Data shown:
--------------------

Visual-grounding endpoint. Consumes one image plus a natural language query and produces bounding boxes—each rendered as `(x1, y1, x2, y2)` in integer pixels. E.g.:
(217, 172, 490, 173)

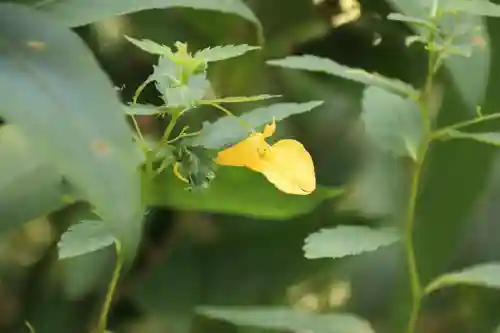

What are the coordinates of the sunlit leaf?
(0, 4, 143, 262)
(124, 35, 173, 56)
(58, 220, 116, 259)
(146, 167, 342, 220)
(196, 306, 375, 333)
(267, 55, 417, 97)
(304, 226, 400, 259)
(201, 94, 280, 104)
(184, 101, 323, 149)
(362, 86, 424, 160)
(425, 263, 500, 294)
(195, 44, 260, 62)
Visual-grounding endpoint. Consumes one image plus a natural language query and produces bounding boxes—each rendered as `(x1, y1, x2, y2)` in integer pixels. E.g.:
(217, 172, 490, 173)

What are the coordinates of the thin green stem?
(97, 242, 123, 333)
(432, 112, 500, 140)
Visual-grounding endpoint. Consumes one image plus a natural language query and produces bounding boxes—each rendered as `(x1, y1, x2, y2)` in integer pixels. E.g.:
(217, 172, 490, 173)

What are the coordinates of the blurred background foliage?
(3, 0, 500, 333)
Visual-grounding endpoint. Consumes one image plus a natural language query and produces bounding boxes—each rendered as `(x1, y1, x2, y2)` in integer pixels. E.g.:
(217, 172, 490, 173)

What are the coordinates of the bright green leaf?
(146, 167, 342, 220)
(200, 94, 281, 104)
(361, 86, 424, 160)
(267, 55, 417, 97)
(195, 44, 260, 62)
(440, 130, 500, 146)
(124, 104, 161, 116)
(196, 306, 375, 333)
(30, 0, 261, 34)
(425, 263, 500, 294)
(184, 101, 323, 149)
(58, 220, 116, 259)
(304, 226, 400, 259)
(124, 35, 173, 56)
(0, 4, 143, 262)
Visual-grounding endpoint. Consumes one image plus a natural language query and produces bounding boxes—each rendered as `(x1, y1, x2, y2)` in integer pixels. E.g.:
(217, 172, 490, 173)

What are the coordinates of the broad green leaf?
(146, 167, 342, 220)
(196, 306, 375, 333)
(386, 0, 490, 113)
(184, 101, 323, 149)
(441, 0, 500, 17)
(440, 130, 500, 146)
(30, 0, 261, 35)
(0, 4, 143, 262)
(303, 226, 400, 259)
(267, 55, 417, 97)
(361, 86, 424, 160)
(200, 94, 280, 104)
(425, 263, 500, 294)
(164, 74, 211, 108)
(124, 104, 161, 116)
(124, 35, 173, 56)
(195, 45, 260, 62)
(0, 125, 78, 234)
(58, 220, 116, 259)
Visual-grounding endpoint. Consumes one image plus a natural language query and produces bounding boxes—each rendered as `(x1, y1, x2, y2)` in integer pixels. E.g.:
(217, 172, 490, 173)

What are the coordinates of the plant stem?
(432, 112, 500, 140)
(97, 242, 123, 333)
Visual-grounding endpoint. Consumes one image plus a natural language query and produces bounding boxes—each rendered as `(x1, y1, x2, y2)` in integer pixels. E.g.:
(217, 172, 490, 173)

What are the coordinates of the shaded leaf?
(146, 167, 342, 220)
(425, 263, 500, 294)
(304, 226, 400, 259)
(31, 0, 261, 34)
(196, 306, 375, 333)
(440, 130, 500, 146)
(184, 101, 323, 149)
(201, 94, 280, 104)
(361, 86, 424, 160)
(195, 44, 260, 62)
(58, 220, 116, 259)
(0, 125, 77, 234)
(0, 4, 143, 262)
(267, 55, 417, 97)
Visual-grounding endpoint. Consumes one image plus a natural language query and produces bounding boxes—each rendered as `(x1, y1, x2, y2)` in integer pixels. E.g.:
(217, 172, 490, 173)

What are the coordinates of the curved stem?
(97, 241, 123, 333)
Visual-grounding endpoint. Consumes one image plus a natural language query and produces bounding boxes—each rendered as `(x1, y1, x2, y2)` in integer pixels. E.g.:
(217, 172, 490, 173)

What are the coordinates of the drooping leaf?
(146, 167, 342, 220)
(0, 125, 78, 234)
(58, 220, 116, 259)
(30, 0, 261, 35)
(184, 101, 323, 149)
(425, 263, 500, 294)
(439, 130, 500, 146)
(195, 45, 260, 62)
(303, 226, 400, 259)
(267, 55, 417, 97)
(361, 86, 424, 160)
(200, 94, 281, 104)
(0, 4, 143, 262)
(196, 306, 375, 333)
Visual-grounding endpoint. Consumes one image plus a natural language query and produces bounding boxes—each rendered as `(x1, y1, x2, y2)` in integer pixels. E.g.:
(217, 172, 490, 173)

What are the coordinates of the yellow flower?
(216, 119, 316, 195)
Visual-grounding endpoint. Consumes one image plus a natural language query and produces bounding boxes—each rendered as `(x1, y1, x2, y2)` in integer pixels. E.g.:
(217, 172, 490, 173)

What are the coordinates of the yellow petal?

--------------------

Exercise brief: Above are the records; reproduce them exactly and leave out the pictures.

Final answer:
Visual-grounding endpoint. Consumes one image plus a natural language query and produces bounding boxes—each rendered as `(x1, y1, x2, y2)` in integer pixels. E.g.:
(217, 172, 490, 173)


What are the coordinates of the sunlit leaf?
(0, 4, 143, 262)
(124, 35, 173, 56)
(58, 220, 116, 259)
(146, 167, 342, 220)
(196, 306, 375, 333)
(267, 55, 417, 97)
(304, 226, 400, 259)
(201, 94, 280, 104)
(184, 101, 323, 149)
(362, 86, 424, 160)
(425, 263, 500, 294)
(195, 44, 260, 62)
Visual-grounding endpoint. Consumes one image plus a natural language query and produces bounding boxes—each rendered as `(x1, y1, x2, y2)` in integer pixels. E.g.:
(217, 172, 490, 173)

What are the coordinates of the thin green stem?
(97, 242, 123, 333)
(432, 112, 500, 140)
Visual-grounding endpoint. Consumes one image plus a natural language query and produces bounding boxes—each rendered as `(x1, y1, x2, y2)` in integer pixels. E.g.:
(217, 172, 490, 173)

What are the coordinates of the blurred background foliage?
(3, 0, 500, 333)
Visual-grounding endpoint. Consumes one image plus a natural language query and produces bounding boxes—each rendered as `(x1, y1, x2, y2)` in integer pixels. E.g.:
(217, 172, 490, 173)

What are the coordinates of the bright green leaf?
(146, 167, 342, 220)
(200, 94, 281, 104)
(361, 86, 424, 160)
(267, 55, 417, 97)
(195, 44, 260, 62)
(440, 130, 500, 146)
(124, 104, 161, 116)
(196, 306, 375, 333)
(30, 0, 261, 34)
(425, 263, 500, 294)
(184, 101, 323, 149)
(58, 220, 116, 259)
(304, 226, 400, 259)
(124, 35, 173, 56)
(0, 4, 143, 262)
Visual-grounding endpoint. Consumes one image plus a natural language query and produces bounding boxes—each rendered as `(x1, y1, x2, y2)` in integer pixels. E.g.:
(217, 172, 490, 173)

What are the coordinates of the broad green leaf?
(146, 167, 342, 220)
(196, 306, 375, 333)
(386, 0, 490, 113)
(184, 101, 323, 149)
(441, 0, 500, 17)
(440, 130, 500, 146)
(30, 0, 261, 35)
(0, 4, 143, 262)
(303, 226, 400, 259)
(267, 55, 417, 97)
(361, 86, 424, 160)
(200, 94, 280, 104)
(425, 263, 500, 294)
(164, 74, 211, 108)
(124, 104, 161, 116)
(124, 35, 173, 56)
(195, 45, 260, 62)
(0, 125, 78, 234)
(58, 220, 116, 259)
Visual-grounding endpoint. Consumes one image plus a natural language query and produces bounding boxes—each rendered as `(x1, y1, x2, y2)` in integer pixels. E.g.:
(217, 172, 490, 173)

What are the coordinates of the plant stem?
(432, 112, 500, 140)
(97, 242, 123, 333)
Visual-grounding endpoint. Consumes one image plus a natural language query and produces bounding boxes—each rendered as `(x1, y1, x2, y2)` in integer pixels. E.g.:
(217, 172, 490, 173)

What are the coordinates of the shaded leaf?
(146, 167, 342, 220)
(425, 263, 500, 294)
(304, 226, 400, 259)
(31, 0, 261, 34)
(196, 306, 375, 333)
(440, 130, 500, 146)
(184, 101, 323, 149)
(201, 94, 280, 104)
(361, 86, 424, 160)
(195, 44, 260, 62)
(58, 220, 116, 259)
(0, 125, 77, 234)
(0, 4, 143, 262)
(267, 55, 417, 97)
Visual-grounding endpoint. Consumes one image plus a natural language query and produces bounding boxes—each rendered as `(x1, y1, x2, y2)` in integer pixels. E.g.:
(217, 172, 490, 173)

What are the coordinates of the curved stem?
(97, 241, 123, 333)
Visual-grounding endpoint. Consumes one image plus a natural language query and produces bounding boxes—each rendered as `(x1, y1, x2, y2)` in integer pixels. E.g.:
(217, 172, 490, 173)

What are the coordinates of the drooping leaf?
(146, 167, 342, 220)
(0, 125, 78, 234)
(58, 220, 116, 259)
(30, 0, 261, 35)
(184, 101, 323, 149)
(425, 263, 500, 294)
(439, 130, 500, 146)
(195, 45, 260, 62)
(303, 226, 400, 259)
(267, 55, 417, 97)
(361, 86, 424, 160)
(200, 94, 281, 104)
(0, 4, 143, 262)
(196, 306, 375, 333)
Visual-grounding endpoint. Consumes one image plus a natural language query and produces bounding boxes—each rendered as `(x1, y1, x2, y2)` in integer pixels. E.g.:
(217, 172, 490, 173)

What are the coordinates of the yellow flower?
(216, 119, 316, 195)
Visual-grounding endpoint. Consumes one image plus a natural language query and produces bounding boxes—each rendered as `(x1, y1, x2, y2)` in integer pixels. E.g.:
(217, 172, 490, 173)

What are the coordinates of the yellow petal?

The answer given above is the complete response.